### Objective
Print the whole listing exactly.

● ● ●

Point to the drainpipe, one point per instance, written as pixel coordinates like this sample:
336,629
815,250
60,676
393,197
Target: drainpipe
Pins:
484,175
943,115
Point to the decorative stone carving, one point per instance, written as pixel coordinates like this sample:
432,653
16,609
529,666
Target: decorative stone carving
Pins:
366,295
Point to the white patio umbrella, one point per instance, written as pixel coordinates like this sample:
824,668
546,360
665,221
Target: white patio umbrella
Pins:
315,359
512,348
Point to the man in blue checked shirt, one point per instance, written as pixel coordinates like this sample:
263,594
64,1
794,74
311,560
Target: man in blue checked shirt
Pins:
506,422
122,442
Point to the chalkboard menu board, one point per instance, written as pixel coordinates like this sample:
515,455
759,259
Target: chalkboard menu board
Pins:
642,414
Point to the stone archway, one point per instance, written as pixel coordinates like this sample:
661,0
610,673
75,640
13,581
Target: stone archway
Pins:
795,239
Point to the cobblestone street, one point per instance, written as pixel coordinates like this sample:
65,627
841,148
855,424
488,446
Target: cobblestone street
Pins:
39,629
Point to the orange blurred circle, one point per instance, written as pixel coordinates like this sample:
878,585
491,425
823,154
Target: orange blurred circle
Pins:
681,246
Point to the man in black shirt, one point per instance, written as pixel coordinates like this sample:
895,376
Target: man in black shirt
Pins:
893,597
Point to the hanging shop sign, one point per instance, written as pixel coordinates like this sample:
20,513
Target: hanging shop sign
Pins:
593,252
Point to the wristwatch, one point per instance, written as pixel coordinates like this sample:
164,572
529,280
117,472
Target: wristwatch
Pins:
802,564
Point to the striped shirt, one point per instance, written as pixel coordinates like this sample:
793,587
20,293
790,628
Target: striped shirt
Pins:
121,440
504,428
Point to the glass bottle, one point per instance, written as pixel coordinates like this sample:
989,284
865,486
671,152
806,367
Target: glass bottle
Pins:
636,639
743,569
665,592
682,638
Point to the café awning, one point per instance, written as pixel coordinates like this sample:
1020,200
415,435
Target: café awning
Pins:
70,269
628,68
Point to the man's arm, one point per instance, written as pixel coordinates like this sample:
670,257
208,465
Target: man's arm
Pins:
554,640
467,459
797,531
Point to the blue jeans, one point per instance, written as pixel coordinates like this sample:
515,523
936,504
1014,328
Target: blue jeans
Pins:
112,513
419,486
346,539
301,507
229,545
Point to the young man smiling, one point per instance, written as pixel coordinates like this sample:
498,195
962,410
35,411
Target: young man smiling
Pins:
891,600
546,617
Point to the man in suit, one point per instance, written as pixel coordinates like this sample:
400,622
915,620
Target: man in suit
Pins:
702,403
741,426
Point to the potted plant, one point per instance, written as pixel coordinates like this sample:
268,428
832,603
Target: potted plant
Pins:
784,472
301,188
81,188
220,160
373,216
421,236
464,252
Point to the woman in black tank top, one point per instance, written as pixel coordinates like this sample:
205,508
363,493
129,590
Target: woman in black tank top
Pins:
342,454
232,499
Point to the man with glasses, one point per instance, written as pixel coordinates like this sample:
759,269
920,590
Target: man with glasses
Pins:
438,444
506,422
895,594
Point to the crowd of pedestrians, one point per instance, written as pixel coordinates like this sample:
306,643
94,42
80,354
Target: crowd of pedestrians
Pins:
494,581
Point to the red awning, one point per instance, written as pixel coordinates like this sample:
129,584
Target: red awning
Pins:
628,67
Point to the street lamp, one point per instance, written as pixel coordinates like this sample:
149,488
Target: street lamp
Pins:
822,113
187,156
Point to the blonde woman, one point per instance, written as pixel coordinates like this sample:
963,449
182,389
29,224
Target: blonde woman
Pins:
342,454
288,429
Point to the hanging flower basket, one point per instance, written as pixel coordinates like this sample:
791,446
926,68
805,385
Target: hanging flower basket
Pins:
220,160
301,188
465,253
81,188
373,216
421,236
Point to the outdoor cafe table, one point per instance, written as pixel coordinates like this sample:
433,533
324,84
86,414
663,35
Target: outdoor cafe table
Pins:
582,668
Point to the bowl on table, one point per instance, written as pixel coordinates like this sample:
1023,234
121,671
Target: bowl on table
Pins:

● ● ●

### Problem solution
Point to the drainpipe, one point per instance, written as pixel coordinates like this sample:
336,629
815,250
60,676
393,197
Target: drainpipe
Pins:
484,175
943,115
Point to the decorative stone carving, one point per instance, written as pixel coordinates like this sample:
432,653
16,609
529,666
Target: decorative stone carving
Pins:
366,295
Point to the white patio umbrella, one point per instance, written as pixel coordinates like this sample:
824,668
546,360
665,221
Target: white patio umbrella
Pins:
315,359
512,348
Point to the man in blue checked shirt, one point per instance, written as pixel coordinates like this sample:
263,594
64,1
794,74
311,560
Target: man in blue checked shirt
Pins:
506,422
122,442
Point to the chalkboard menu board, one point per instance, written as pixel coordinates like this sample:
515,455
759,259
Target: chalkboard menu board
Pins:
642,414
Point to the stone archway, one point per instance, written as pixel coordinates like this sample:
661,0
610,673
75,640
13,581
Target: stone archway
Pins:
795,239
Point to the cobblestone street, one point per instance, written as pixel coordinates like this sample:
65,627
841,148
855,424
488,446
Target: cobblestone street
Pins:
39,629
Point to the orange blurred circle, one point per instance, written as pixel coordinates like this sample:
878,585
491,425
823,154
Target: orange blurred circle
Pins:
681,246
Point to the man in black shirt, one point per instance, written as pixel coordinates like this sample:
895,376
Target: man in black shirt
Pins:
893,597
Point to the hanging shop sign, one point per instance, written as pixel coordinates like this sample:
20,513
Target: hanging shop sign
Pins:
593,252
Point to the wristwatch, one point per instance, written as pixel coordinates like this sample:
164,572
529,280
117,472
Target: wristwatch
Pins:
802,564
Point to the striped shirt, one point per instance, written as pixel coordinates like this sample:
793,587
20,293
790,628
Target: striped shirt
Pins:
121,440
504,428
Point to the glass bottle, one point per instance, written as pixel coordinates like this sample:
989,284
865,486
671,152
806,367
Target: glass bottle
Pins:
636,639
743,569
665,592
682,638
Point to the café awning, one point per instance, written as pixel coordinates like this sample:
1020,200
415,435
Target: café awning
Pins:
70,269
628,68
Point to the man's arm, one point per instance, written as pixel coordinates like this sample:
670,257
208,465
Target: man's arm
Pins:
554,640
467,459
797,531
Point to the blue jeans, one point per instance, written as pixel coordinates like this sample:
515,523
936,504
1014,328
Target: blue jeans
Pins:
112,513
419,486
346,539
301,507
229,545
Point to the young man smiling, one point per instance, written as pixel coordinates like this sample:
498,195
962,410
35,411
Target: young man smiling
Pins:
891,600
546,617
Point to the man in suit, one point per instance, written as pixel coordinates like this sample:
400,622
915,620
Target: man in suit
Pins:
702,403
741,426
Point to the potted plant, one point per instance, written as pixel coordinates like this sample:
268,428
832,603
Target: potted plant
Pins:
784,472
301,188
81,188
220,160
373,216
421,236
464,252
Point to the woman in black tank top, one point per instance, written as pixel coordinates like this sample:
205,508
363,493
129,590
Target: woman in black tank top
Pins:
342,454
232,499
Point to the man with glasses, one point per instance, written as pixel coordinates like this sample:
759,269
920,590
Target: man with glasses
Pins:
438,444
506,422
895,594
Point to the crowd of pedestrians, one point per instance, written as pixel coordinates like this sample:
306,643
94,42
80,354
Target: crowd of pedestrians
Pins:
494,581
Point to the red awning, one point per instance, written as pixel coordinates like this sample:
129,584
Target: red awning
Pins:
628,67
Point to the street lamp, one point per instance, written as pixel coordinates like this sample:
149,488
Target: street lamp
Pins:
822,113
187,156
Point to the blonde woman, one point per instance, written as pixel coordinates like this sample:
963,449
182,389
29,224
Target: blonde woman
Pins:
342,454
288,429
Point to the hanging flower basket, one point per instance, written as pixel coordinates like this sample:
791,446
926,68
805,385
Target: hanging flower basket
Pins:
220,160
301,188
465,253
81,188
373,216
421,236
Point to the outdoor cafe table, one point per instance, written as pixel coordinates like this sample:
433,533
324,84
86,414
663,35
Target: outdoor cafe table
Pins:
582,668
Point to the bowl on table, one point per instance, written as pixel coordinates like this sample:
1023,234
121,671
Target: bowl on table
Pins:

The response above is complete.